▶ _Instructions for the task_
Pull out every line of the records that contains the word "cloud", and copy each one in full.

[Pointing dataset excerpts]

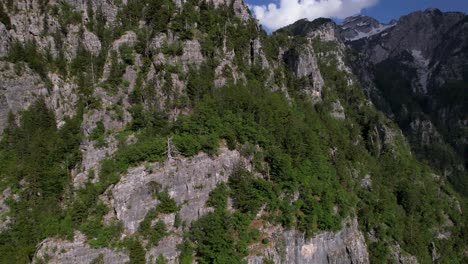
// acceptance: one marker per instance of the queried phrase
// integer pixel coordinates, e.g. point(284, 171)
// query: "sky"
point(274, 14)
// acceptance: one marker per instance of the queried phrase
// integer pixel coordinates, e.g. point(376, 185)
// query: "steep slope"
point(415, 71)
point(178, 131)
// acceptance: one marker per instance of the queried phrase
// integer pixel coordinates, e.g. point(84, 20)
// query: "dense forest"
point(306, 164)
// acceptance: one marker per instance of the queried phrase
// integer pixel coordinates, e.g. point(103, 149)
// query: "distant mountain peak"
point(359, 27)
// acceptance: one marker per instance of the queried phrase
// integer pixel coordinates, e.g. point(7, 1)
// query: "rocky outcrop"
point(4, 209)
point(5, 40)
point(239, 6)
point(411, 69)
point(359, 27)
point(346, 246)
point(57, 251)
point(303, 62)
point(188, 181)
point(401, 257)
point(18, 90)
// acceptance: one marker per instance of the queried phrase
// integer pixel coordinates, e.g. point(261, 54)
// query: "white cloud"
point(273, 16)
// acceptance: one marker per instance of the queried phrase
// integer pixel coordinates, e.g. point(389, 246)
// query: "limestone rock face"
point(240, 8)
point(18, 90)
point(425, 54)
point(188, 181)
point(58, 251)
point(5, 40)
point(304, 63)
point(346, 246)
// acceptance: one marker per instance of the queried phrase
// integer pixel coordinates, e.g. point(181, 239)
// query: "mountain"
point(415, 70)
point(160, 131)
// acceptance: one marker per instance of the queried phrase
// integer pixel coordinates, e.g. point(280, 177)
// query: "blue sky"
point(274, 14)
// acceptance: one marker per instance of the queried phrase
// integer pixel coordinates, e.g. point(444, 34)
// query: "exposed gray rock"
point(345, 246)
point(58, 251)
point(5, 40)
point(4, 209)
point(92, 43)
point(18, 90)
point(338, 111)
point(188, 182)
point(62, 98)
point(401, 257)
point(426, 130)
point(192, 53)
point(366, 182)
point(358, 27)
point(91, 160)
point(240, 9)
point(304, 63)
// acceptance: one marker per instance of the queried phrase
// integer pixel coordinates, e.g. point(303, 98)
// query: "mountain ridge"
point(193, 136)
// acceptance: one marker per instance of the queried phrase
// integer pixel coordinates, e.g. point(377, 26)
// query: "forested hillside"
point(159, 131)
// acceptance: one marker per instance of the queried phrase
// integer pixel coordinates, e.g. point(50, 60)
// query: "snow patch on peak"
point(373, 32)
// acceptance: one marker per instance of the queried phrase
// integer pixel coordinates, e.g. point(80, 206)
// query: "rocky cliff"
point(410, 68)
point(179, 132)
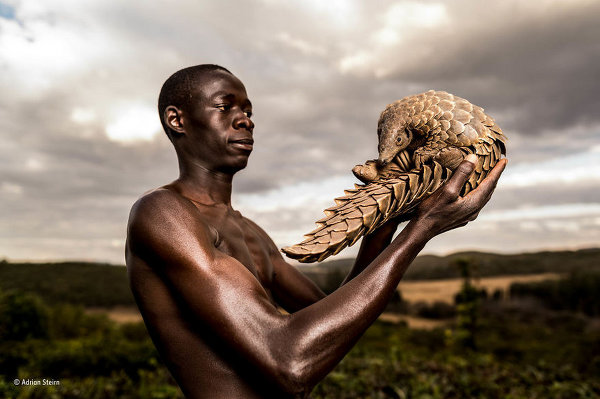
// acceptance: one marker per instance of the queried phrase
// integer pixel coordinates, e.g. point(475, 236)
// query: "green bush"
point(578, 292)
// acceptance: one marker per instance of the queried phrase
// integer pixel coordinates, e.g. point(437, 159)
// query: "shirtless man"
point(210, 282)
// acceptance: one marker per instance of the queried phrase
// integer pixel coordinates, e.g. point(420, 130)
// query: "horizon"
point(81, 139)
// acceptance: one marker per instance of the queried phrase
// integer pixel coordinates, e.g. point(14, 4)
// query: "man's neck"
point(204, 186)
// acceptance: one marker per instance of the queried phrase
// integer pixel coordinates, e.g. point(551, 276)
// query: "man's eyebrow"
point(229, 96)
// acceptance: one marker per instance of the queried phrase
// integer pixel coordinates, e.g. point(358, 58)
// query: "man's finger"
point(487, 186)
point(461, 175)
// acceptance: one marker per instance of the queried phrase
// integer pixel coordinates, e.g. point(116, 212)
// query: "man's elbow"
point(295, 378)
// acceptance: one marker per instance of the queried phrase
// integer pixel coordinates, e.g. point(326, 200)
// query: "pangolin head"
point(394, 135)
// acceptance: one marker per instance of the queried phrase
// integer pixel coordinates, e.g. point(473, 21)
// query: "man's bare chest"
point(240, 239)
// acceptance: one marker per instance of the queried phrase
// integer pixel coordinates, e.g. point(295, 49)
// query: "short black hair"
point(177, 90)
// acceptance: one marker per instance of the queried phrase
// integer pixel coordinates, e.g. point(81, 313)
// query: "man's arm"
point(293, 351)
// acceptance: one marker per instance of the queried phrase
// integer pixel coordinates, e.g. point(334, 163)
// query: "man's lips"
point(244, 144)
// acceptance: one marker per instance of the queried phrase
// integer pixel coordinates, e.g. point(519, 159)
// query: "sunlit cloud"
point(133, 122)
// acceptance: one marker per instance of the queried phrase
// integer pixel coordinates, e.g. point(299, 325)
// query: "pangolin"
point(422, 139)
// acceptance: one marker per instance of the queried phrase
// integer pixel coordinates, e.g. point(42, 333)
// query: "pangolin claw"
point(422, 139)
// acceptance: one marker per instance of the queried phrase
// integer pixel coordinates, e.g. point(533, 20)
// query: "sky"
point(80, 137)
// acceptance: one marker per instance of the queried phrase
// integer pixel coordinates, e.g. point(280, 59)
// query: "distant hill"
point(104, 285)
point(431, 267)
point(86, 284)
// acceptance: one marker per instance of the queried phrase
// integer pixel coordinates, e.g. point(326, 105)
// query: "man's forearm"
point(324, 332)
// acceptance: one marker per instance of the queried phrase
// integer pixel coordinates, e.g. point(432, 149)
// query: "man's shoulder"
point(161, 209)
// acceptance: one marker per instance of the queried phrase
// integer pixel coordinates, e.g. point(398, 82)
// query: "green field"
point(543, 342)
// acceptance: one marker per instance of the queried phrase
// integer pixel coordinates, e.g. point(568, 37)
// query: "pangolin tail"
point(365, 208)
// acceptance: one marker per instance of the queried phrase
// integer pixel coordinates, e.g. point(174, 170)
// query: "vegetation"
point(80, 283)
point(542, 343)
point(430, 267)
point(578, 292)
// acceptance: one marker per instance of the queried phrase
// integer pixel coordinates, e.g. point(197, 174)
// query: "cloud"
point(80, 139)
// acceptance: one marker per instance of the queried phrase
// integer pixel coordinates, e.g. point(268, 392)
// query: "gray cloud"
point(318, 77)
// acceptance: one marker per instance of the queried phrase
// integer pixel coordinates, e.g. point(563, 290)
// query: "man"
point(209, 282)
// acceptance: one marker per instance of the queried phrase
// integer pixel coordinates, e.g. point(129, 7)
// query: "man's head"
point(205, 112)
point(178, 88)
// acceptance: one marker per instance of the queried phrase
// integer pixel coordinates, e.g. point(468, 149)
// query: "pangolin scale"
point(422, 139)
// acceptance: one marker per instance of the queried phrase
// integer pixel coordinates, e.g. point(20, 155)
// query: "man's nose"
point(242, 121)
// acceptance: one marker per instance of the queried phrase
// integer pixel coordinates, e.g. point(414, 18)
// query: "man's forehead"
point(217, 82)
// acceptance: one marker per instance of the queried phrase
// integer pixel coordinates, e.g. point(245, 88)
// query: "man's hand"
point(445, 209)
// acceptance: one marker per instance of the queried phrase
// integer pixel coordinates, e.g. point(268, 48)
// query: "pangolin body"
point(422, 139)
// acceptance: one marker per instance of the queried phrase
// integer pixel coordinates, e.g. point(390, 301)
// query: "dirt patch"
point(444, 290)
point(119, 314)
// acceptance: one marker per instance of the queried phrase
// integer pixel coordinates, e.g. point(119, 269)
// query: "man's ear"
point(174, 120)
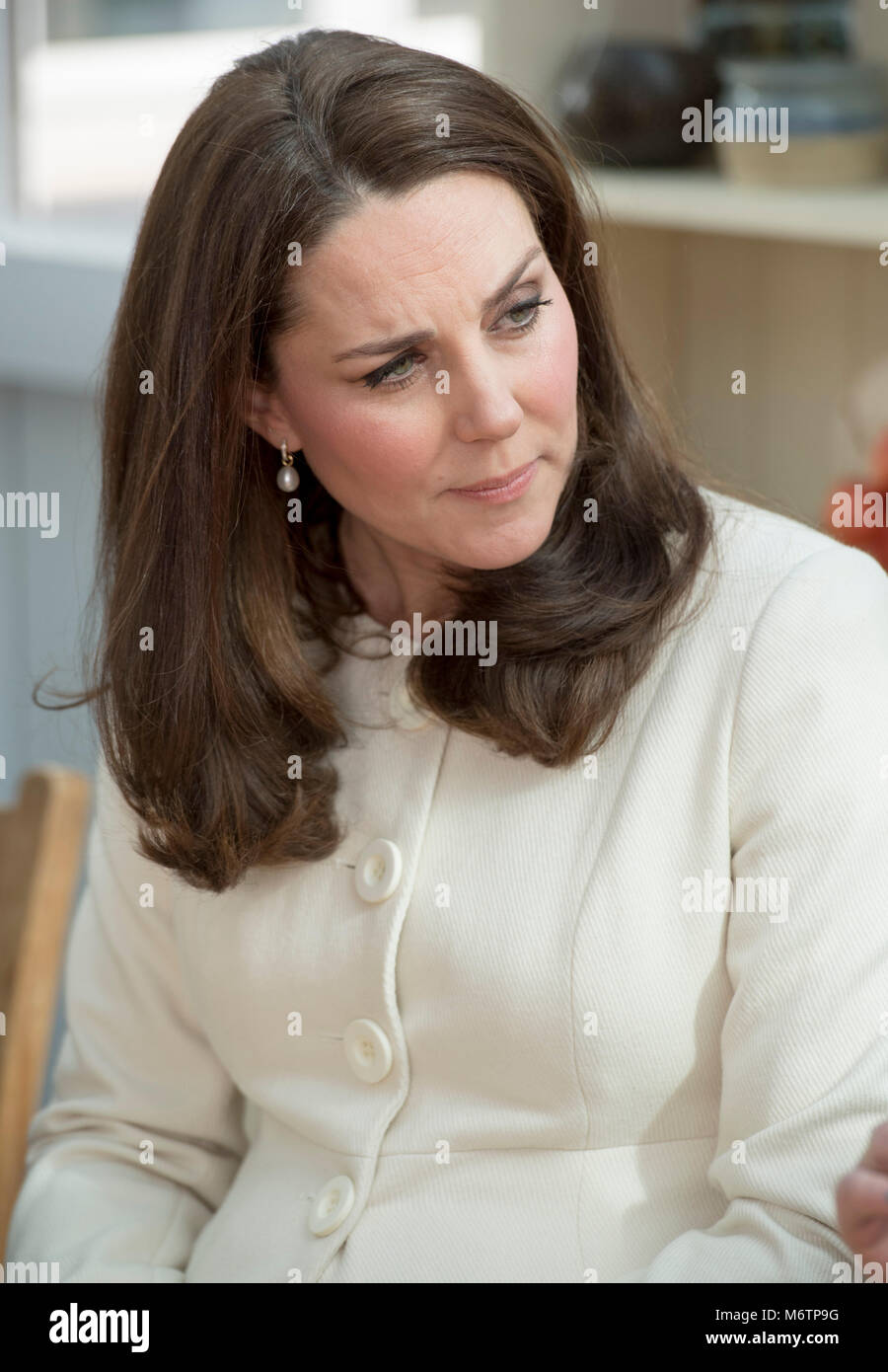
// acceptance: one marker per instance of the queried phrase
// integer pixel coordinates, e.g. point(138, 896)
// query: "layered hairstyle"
point(198, 560)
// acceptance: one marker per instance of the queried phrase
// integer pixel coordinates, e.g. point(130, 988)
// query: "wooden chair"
point(41, 848)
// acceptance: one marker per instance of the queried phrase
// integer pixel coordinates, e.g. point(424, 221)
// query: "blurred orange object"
point(847, 506)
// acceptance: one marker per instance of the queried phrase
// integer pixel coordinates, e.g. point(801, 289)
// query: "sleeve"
point(804, 1041)
point(143, 1132)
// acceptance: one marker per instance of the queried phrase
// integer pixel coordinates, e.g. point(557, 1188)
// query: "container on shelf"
point(835, 130)
point(773, 29)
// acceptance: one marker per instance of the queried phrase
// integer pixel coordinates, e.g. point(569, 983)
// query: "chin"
point(504, 546)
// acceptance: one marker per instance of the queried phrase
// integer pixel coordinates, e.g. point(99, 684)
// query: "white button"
point(368, 1050)
point(331, 1206)
point(403, 708)
point(378, 870)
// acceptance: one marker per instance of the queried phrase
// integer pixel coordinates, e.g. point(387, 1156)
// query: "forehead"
point(457, 235)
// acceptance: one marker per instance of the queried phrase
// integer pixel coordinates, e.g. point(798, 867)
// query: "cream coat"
point(571, 1072)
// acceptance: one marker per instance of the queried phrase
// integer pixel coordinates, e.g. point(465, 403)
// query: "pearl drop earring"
point(287, 475)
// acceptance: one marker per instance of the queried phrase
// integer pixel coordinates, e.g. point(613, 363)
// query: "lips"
point(497, 482)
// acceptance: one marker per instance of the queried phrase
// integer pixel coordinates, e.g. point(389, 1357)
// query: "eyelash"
point(378, 377)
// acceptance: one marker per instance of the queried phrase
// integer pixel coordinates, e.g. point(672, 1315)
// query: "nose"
point(481, 400)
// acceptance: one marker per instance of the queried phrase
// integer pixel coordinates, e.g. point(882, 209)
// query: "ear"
point(266, 418)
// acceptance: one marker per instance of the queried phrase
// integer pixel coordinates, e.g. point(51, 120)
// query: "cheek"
point(555, 379)
point(360, 442)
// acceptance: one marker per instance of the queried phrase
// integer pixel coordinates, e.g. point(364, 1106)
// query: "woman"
point(552, 951)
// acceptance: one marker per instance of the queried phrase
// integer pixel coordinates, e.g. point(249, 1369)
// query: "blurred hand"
point(862, 1202)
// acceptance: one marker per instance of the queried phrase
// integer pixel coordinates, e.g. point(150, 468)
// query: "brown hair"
point(198, 731)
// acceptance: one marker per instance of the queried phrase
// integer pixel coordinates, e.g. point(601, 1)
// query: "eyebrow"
point(379, 347)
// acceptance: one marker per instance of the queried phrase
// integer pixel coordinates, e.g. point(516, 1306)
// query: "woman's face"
point(394, 429)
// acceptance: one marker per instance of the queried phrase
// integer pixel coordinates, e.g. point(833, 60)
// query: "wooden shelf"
point(705, 202)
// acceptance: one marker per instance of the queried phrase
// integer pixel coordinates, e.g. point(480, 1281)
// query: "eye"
point(390, 380)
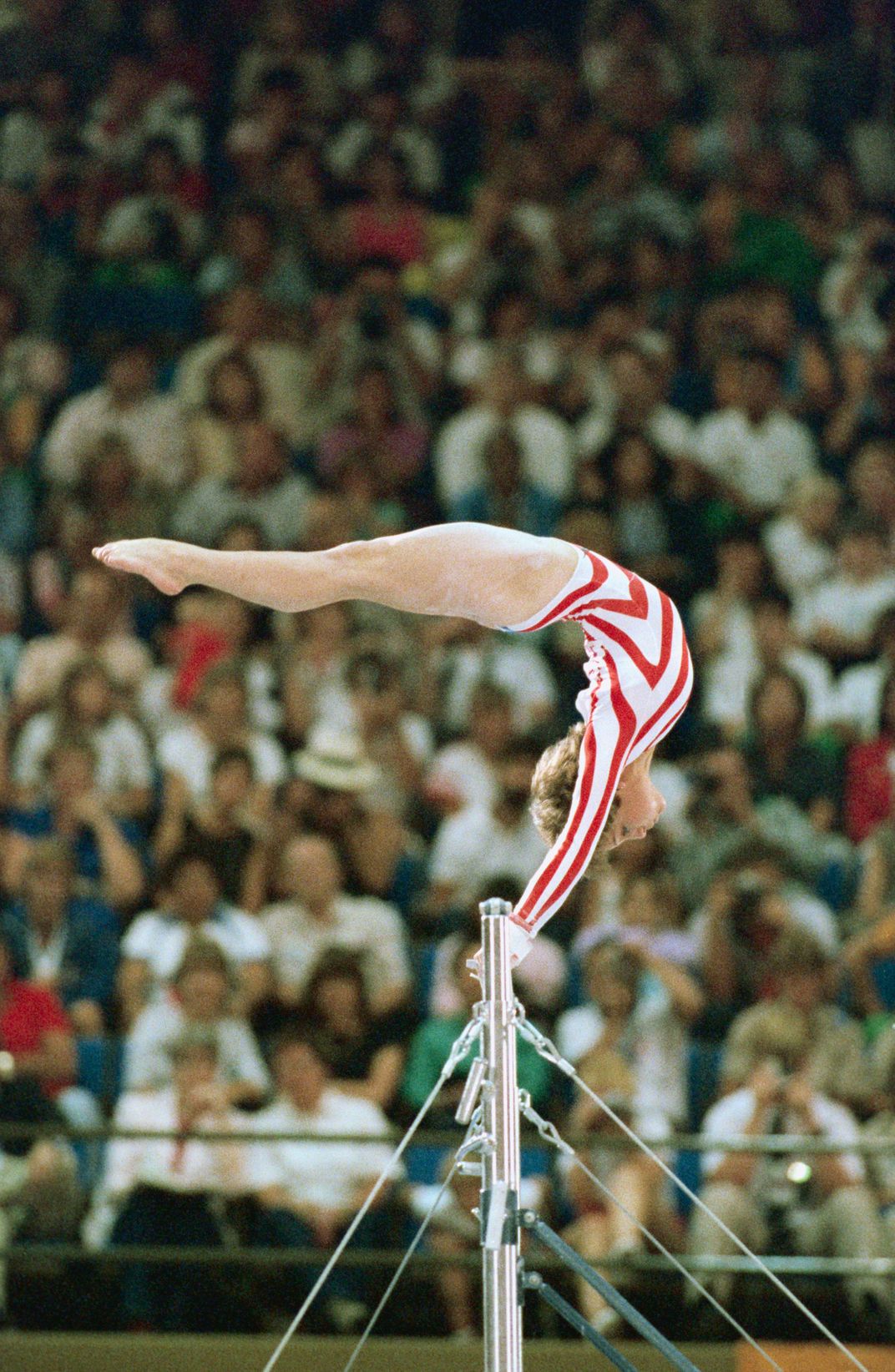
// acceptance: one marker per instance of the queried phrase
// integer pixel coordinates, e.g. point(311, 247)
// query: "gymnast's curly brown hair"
point(554, 786)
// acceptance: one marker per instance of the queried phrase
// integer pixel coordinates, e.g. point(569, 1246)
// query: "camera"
point(372, 319)
point(883, 253)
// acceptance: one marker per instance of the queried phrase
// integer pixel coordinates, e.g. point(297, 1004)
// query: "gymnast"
point(590, 789)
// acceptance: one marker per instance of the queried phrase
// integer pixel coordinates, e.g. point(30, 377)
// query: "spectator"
point(464, 771)
point(756, 451)
point(860, 689)
point(190, 905)
point(464, 655)
point(219, 720)
point(635, 405)
point(234, 396)
point(543, 436)
point(477, 844)
point(92, 626)
point(371, 323)
point(822, 1206)
point(108, 850)
point(598, 1228)
point(835, 1063)
point(505, 496)
point(134, 108)
point(260, 492)
point(724, 616)
point(85, 704)
point(38, 277)
point(432, 1042)
point(867, 796)
point(639, 1006)
point(247, 327)
point(541, 980)
point(161, 1191)
point(161, 217)
point(775, 648)
point(253, 257)
point(40, 1201)
point(377, 431)
point(200, 999)
point(366, 1052)
point(385, 223)
point(781, 759)
point(308, 1191)
point(334, 797)
point(125, 405)
point(799, 541)
point(38, 1059)
point(509, 324)
point(385, 127)
point(315, 916)
point(396, 739)
point(63, 941)
point(839, 618)
point(113, 493)
point(230, 826)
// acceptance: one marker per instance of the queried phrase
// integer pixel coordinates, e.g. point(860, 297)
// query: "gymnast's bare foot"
point(157, 558)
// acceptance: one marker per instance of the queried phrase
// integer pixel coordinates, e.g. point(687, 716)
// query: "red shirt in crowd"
point(28, 1014)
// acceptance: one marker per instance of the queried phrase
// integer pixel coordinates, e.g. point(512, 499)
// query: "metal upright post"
point(500, 1163)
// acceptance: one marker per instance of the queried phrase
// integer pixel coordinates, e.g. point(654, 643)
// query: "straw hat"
point(336, 759)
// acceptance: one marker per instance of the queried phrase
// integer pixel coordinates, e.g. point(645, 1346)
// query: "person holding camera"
point(799, 971)
point(813, 1203)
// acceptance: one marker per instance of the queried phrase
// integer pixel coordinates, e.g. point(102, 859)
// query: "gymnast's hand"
point(161, 560)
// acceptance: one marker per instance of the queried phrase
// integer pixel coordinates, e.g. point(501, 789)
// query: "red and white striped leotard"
point(640, 679)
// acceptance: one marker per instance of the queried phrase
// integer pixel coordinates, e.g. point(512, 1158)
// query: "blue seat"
point(703, 1071)
point(883, 973)
point(100, 1067)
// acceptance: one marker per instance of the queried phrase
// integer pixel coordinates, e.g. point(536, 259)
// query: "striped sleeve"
point(607, 741)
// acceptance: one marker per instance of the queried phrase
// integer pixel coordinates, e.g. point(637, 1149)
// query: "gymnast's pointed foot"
point(158, 558)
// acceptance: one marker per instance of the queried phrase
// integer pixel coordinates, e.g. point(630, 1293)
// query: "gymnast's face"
point(640, 805)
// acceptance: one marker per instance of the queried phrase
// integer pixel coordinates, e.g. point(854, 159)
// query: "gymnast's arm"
point(496, 577)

▶ _Task solution_
// query: "white cloud"
// query: "sunlit cloud"
// query: "cloud"
// query: "gray cloud"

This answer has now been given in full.